__DATA LINES__:
□ □ □ □ □

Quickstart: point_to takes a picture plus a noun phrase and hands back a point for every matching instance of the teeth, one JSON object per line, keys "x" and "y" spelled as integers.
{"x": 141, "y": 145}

□ □ □ □ □

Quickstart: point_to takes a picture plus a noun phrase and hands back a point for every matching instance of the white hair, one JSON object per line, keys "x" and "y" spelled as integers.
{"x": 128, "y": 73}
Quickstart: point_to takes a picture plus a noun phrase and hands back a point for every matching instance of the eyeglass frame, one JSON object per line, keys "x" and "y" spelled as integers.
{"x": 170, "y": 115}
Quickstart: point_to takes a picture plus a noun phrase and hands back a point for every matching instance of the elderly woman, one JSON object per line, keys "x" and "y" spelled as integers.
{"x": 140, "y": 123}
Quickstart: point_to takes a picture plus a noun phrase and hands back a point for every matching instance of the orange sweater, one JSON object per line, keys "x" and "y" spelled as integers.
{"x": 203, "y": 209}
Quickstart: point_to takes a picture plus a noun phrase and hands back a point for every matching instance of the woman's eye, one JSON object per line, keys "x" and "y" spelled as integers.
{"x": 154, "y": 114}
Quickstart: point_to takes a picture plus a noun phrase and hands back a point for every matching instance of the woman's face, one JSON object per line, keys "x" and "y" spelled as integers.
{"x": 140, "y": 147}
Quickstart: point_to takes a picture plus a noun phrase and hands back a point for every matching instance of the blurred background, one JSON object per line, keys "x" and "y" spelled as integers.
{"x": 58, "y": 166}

□ □ □ □ □

__YOUR INSTRUCTIONS__:
Extract every line of the records above that contains the word "woman", copying each such line in full.

__WRITTEN ANSWER__:
Quickstart: point_to takes a picture plus a noun phrase and hands back a point for every matching instance of the elderly woman, one JSON object per line, keys "x" and "y" spelled as integers.
Quickstart: point_to takes a picture plus a noun phrase and hands back a point for every matching instance of the woman's eye, one JSON object per line, keys "x" and "y" spelled as integers.
Quickstart: point_to takes a picture plus a noun phrase and hands back a point for every matching instance of the woman's face, one JSON object per line, keys "x" and "y" spelled as integers.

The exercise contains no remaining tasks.